INPUT MATERIAL =
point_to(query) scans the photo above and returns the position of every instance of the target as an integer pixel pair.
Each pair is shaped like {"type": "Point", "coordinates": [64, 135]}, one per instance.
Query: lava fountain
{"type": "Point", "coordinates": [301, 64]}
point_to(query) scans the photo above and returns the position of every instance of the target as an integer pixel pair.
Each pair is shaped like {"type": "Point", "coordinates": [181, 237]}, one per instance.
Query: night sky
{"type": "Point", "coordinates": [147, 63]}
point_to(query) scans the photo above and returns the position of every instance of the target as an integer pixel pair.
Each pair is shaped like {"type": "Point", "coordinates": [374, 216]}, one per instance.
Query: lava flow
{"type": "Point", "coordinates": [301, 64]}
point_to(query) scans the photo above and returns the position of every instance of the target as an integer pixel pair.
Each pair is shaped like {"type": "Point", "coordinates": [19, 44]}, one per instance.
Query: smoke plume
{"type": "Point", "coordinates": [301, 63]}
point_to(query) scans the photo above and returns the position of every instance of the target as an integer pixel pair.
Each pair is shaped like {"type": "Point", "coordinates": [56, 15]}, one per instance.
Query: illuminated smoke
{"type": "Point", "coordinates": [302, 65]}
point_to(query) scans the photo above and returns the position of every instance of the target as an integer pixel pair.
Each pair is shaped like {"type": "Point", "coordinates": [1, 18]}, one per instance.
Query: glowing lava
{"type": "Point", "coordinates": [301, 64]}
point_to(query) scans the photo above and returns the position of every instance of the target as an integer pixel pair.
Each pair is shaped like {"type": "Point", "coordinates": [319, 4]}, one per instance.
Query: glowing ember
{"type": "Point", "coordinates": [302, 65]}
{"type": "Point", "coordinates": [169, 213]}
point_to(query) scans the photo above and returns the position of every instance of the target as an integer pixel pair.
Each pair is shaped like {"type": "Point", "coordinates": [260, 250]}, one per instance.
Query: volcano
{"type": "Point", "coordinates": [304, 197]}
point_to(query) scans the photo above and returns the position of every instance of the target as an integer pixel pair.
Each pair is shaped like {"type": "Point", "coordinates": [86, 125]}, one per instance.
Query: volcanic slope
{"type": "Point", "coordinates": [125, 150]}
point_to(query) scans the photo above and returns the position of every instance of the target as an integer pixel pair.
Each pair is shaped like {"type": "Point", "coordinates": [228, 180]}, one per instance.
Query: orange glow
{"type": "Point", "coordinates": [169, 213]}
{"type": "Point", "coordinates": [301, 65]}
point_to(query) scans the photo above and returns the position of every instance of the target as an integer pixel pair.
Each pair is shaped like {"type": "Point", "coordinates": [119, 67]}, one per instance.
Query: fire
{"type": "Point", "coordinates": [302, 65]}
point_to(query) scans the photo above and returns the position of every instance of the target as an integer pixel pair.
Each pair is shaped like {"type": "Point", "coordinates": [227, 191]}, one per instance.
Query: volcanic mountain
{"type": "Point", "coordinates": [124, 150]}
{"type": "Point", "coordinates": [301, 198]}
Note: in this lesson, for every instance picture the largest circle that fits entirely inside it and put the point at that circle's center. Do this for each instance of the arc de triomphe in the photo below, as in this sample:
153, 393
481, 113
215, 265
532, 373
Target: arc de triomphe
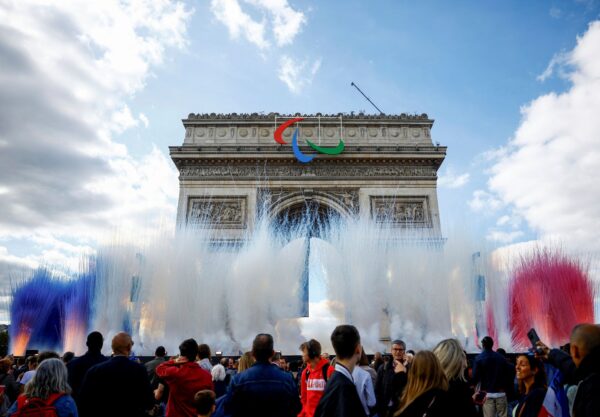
231, 167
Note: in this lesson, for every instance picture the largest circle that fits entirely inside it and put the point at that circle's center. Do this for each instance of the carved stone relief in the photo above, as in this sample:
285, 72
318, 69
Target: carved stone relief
400, 211
218, 212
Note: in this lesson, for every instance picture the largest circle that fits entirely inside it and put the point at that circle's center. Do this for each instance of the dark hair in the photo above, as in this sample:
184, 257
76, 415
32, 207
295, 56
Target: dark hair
262, 347
203, 351
189, 349
540, 377
95, 341
487, 343
68, 357
204, 401
47, 355
313, 348
344, 339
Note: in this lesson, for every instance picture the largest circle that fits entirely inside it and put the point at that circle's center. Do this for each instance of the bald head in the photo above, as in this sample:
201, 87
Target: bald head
122, 344
584, 338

PROBLEM REQUIREMENTS = Skip the pictures and reproduce all remaining entries exactly.

TASK ANSWER =
point_to(query) scans the photo above and returns the position of every instance of the target as an integer pixel pair.
Each pair is shaped like {"type": "Point", "coordinates": [64, 135]}, one per instance.
Query: lava fountain
{"type": "Point", "coordinates": [301, 64]}
point_to(query) scans the photo above and returns the position of every instance of the target as an integer pixel pair.
Each pair is shaped like {"type": "Point", "coordinates": [181, 237]}, one per instance.
Query: night sky
{"type": "Point", "coordinates": [147, 63]}
point_to(query) scans the photo above and returns the position of every instance of the target as an integer pixel pair.
Each pair is shaped like {"type": "Point", "coordinates": [374, 216]}, one per instance.
Query: lava flow
{"type": "Point", "coordinates": [301, 64]}
point_to(query) scans the photo above and returns the position of every instance of the target as an integer pixel pair.
Each pair is shaped like {"type": "Point", "coordinates": [19, 44]}, one per instance.
Query: smoke plume
{"type": "Point", "coordinates": [301, 63]}
point_to(query) scans the photo above and returns the position of every instance of the target as an integer pixel pair.
Each pair is shaped like {"type": "Point", "coordinates": [56, 15]}, one per instance.
Query: illuminated smoke
{"type": "Point", "coordinates": [302, 65]}
point_to(query) scans the photo above and returns the position of every instance of the target as an integer pixel pair.
Each pair is shaped like {"type": "Point", "coordinates": [1, 18]}, one per instance.
Query: glowing lava
{"type": "Point", "coordinates": [301, 64]}
point_to(query) scans the photo above and returns the position of every instance of the target as an integer pixel pair.
Each pair is shaped like {"type": "Point", "coordinates": [319, 4]}, one per instance.
Query: glowing ember
{"type": "Point", "coordinates": [302, 65]}
{"type": "Point", "coordinates": [169, 213]}
point_to(query) scans the photo above and returns the position of every instance of the target as an integer pixel pair.
Each pair is shaped like {"type": "Point", "coordinates": [260, 250]}, one per instance.
Query: volcano
{"type": "Point", "coordinates": [304, 197]}
point_to(query) scans the photo above and returns the position of every instance of the target as an integer pixel pair.
Each pair is shaped like {"type": "Point", "coordinates": [86, 125]}, one per instance.
Query: volcanic slope
{"type": "Point", "coordinates": [125, 150]}
point_to(query) scans the photo above and returns the position of every instance of the target as an integer pixel pair.
Each pair is shaped like {"type": "Point", "coordinates": [228, 180]}, one per instance.
Query: orange glow
{"type": "Point", "coordinates": [169, 213]}
{"type": "Point", "coordinates": [301, 65]}
point_to(query) scans the photo above and returns the position of every instance of the target as an integer pixel pair.
Each pair is shaped like {"type": "Point", "coordinates": [119, 67]}, one per instance.
Query: fire
{"type": "Point", "coordinates": [302, 65]}
point_to(query) scans the photo above and returns the position of every instance of the target as an integer pixel pair.
Each pair is shaped like {"type": "Point", "coordinates": [227, 191]}, one per instance.
Query: volcanic mountain
{"type": "Point", "coordinates": [124, 150]}
{"type": "Point", "coordinates": [301, 198]}
Note: in this lesson, for every instance picture the largest circle that fits entirely inside it and put the point at that circle's center. Do this for each instance of the arc de triomphe in the photo below, as in this sample:
153, 393
481, 113
215, 265
532, 373
Target: arc de triomphe
231, 167
Note: in this lesson, for every instance picture the largest circle that fits entirely inside it and put the point at that circle's center. Do this for each instance of the carved stone relief in the photo above, as in this sample:
285, 72
318, 69
Target: carved stone relief
400, 211
218, 212
Note: in this lesson, for every instance picture the largest circle that fits entirely inside it and put the point at that circle's center. Do this for each instance of the dark hair in the photo above, as in this sample:
184, 257
76, 415
32, 207
295, 56
Target: dark hair
262, 347
203, 351
189, 349
540, 377
95, 341
487, 343
68, 357
204, 401
47, 355
313, 348
344, 339
Note: in this lesson, for every instance picture the largest circle that fits entirely inside it and put the point at that circle's center. Do this for each instance of the bald head in the photo above, as in this sample:
201, 87
Target: bald head
122, 344
584, 338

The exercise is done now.